TASK DIRECTIONS
The line containing "Target: cliff face" marks the end: output every line of the data up to it, and that line too, exactly as written.

----

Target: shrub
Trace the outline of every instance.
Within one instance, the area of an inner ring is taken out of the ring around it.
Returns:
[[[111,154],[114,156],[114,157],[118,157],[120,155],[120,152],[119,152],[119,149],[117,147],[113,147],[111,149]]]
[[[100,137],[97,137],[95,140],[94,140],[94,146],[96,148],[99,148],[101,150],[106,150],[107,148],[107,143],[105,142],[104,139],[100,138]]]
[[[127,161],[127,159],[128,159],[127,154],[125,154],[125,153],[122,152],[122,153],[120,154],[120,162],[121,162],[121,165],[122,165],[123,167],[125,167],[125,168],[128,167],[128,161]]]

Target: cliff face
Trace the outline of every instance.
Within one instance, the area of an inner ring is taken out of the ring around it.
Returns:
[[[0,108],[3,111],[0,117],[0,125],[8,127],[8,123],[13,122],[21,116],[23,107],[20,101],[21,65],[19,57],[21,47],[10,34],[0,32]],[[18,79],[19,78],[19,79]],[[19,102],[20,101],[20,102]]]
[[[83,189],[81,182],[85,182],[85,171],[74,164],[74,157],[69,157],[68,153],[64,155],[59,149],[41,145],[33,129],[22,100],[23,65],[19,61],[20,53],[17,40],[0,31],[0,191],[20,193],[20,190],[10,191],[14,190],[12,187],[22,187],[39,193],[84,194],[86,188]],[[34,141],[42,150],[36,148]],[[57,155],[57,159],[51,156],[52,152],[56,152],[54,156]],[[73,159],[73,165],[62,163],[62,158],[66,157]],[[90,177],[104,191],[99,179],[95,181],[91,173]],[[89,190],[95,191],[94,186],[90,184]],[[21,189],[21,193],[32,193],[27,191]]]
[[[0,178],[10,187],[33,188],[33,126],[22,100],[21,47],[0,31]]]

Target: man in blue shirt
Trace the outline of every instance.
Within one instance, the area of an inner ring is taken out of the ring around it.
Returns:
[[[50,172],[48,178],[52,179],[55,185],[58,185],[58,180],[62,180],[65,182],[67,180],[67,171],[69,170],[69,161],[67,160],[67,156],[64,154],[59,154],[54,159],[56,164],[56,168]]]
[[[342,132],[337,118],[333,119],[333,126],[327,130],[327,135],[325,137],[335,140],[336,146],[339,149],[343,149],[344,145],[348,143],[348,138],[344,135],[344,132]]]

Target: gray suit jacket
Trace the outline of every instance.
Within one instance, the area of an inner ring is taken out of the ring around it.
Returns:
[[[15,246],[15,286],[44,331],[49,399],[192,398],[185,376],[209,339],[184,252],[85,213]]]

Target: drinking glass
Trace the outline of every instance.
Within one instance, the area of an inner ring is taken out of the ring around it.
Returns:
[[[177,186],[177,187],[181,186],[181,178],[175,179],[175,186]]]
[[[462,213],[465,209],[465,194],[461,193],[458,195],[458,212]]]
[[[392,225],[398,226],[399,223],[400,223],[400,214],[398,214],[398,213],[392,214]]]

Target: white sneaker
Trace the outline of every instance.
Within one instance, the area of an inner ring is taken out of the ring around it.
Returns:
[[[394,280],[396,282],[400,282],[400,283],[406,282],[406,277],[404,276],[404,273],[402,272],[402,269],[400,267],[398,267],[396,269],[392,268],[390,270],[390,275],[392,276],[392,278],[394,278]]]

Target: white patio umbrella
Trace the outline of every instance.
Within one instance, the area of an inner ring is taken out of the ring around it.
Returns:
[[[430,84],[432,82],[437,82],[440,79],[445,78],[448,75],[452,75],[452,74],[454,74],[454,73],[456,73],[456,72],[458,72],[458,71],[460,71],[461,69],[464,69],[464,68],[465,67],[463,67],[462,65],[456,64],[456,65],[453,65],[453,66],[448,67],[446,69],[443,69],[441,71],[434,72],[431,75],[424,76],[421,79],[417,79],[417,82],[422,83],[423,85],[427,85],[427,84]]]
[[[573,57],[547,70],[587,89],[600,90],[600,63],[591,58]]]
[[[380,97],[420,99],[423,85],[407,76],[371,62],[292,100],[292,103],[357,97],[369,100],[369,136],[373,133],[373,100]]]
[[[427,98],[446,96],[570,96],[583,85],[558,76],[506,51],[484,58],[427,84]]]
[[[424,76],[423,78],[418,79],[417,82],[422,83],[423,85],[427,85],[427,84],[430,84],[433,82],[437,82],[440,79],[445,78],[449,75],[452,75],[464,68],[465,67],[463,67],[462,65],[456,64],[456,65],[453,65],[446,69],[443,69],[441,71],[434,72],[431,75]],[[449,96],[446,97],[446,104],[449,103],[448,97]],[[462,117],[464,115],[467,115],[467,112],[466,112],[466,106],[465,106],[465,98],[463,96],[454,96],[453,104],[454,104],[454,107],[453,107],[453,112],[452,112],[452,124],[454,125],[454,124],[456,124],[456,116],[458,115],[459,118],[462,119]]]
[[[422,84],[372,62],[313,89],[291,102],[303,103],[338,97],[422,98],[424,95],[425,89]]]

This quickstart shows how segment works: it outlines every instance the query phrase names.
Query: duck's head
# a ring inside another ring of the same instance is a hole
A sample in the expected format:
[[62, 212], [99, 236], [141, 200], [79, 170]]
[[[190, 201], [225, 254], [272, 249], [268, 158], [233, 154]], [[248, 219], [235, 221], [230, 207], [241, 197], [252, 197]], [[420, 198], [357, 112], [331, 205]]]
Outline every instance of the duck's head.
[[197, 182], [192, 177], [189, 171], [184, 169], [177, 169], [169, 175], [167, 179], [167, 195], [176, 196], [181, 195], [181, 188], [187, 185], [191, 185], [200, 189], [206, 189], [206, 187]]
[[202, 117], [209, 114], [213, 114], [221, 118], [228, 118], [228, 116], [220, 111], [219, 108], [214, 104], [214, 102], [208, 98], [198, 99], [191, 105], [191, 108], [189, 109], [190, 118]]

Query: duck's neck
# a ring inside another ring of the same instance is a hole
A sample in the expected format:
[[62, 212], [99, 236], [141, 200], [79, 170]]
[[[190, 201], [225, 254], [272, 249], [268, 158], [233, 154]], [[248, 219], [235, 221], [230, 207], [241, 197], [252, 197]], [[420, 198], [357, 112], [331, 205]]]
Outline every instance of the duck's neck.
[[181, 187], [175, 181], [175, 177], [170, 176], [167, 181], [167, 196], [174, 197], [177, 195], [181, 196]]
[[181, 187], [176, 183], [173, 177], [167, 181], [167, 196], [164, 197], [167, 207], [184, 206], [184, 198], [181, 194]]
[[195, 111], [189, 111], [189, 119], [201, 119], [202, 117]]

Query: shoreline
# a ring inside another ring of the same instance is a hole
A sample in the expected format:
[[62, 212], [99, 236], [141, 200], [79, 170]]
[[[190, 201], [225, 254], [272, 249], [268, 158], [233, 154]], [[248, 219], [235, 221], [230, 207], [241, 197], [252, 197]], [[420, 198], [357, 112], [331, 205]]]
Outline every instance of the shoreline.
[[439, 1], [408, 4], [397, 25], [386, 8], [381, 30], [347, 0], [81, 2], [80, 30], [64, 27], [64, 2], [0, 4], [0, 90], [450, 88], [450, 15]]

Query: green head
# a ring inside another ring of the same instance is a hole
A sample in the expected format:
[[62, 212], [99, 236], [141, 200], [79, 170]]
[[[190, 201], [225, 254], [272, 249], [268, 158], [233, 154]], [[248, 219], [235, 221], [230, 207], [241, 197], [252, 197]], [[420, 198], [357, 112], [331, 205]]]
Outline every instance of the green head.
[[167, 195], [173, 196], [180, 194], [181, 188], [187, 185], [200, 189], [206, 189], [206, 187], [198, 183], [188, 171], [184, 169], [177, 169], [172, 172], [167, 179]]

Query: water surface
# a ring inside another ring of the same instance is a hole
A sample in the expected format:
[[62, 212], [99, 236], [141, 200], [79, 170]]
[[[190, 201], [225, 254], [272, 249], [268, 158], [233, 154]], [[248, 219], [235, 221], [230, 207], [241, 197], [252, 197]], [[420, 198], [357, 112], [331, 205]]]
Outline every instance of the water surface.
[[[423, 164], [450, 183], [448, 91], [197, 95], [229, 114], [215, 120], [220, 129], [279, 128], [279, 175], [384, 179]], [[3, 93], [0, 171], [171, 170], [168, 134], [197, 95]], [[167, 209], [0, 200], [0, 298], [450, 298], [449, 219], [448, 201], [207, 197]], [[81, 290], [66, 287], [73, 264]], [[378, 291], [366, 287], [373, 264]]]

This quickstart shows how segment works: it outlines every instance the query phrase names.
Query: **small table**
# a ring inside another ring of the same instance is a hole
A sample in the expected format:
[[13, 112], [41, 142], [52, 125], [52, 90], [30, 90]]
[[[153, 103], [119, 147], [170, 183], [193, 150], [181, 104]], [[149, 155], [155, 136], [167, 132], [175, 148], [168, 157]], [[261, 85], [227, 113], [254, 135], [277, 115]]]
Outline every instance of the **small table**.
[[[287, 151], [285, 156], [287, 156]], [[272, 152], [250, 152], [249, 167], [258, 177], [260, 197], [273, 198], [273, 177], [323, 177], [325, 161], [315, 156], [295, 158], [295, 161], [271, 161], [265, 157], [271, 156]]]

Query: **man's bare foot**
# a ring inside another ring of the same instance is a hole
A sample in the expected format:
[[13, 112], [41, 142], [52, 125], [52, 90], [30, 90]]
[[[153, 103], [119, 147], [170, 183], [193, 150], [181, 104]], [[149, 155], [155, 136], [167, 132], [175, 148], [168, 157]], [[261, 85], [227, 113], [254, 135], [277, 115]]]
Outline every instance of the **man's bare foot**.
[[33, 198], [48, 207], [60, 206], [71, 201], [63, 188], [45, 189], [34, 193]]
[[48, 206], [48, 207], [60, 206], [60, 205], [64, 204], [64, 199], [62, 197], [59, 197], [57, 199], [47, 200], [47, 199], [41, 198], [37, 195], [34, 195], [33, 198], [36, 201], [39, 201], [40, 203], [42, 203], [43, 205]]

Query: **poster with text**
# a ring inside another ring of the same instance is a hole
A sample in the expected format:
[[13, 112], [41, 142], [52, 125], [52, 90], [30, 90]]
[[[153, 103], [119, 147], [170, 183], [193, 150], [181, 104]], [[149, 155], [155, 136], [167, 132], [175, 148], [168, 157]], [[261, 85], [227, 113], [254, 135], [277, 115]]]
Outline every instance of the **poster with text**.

----

ANSWER FOR THE TASK
Target: shrub
Trace the outline of every instance.
Within one instance, the area of an inner ring is taken out of the ring around it.
Returns:
[[[111,154],[114,156],[114,157],[118,157],[120,155],[120,152],[119,152],[119,149],[117,147],[113,147],[111,149]]]
[[[100,137],[97,137],[95,140],[94,140],[94,146],[96,148],[99,148],[101,150],[106,150],[107,148],[107,143],[105,142],[104,139],[100,138]]]
[[[127,161],[127,159],[128,159],[127,154],[125,154],[125,153],[122,152],[122,153],[120,154],[120,162],[121,162],[121,165],[122,165],[123,167],[125,167],[125,168],[128,167],[128,161]]]

Target: cliff face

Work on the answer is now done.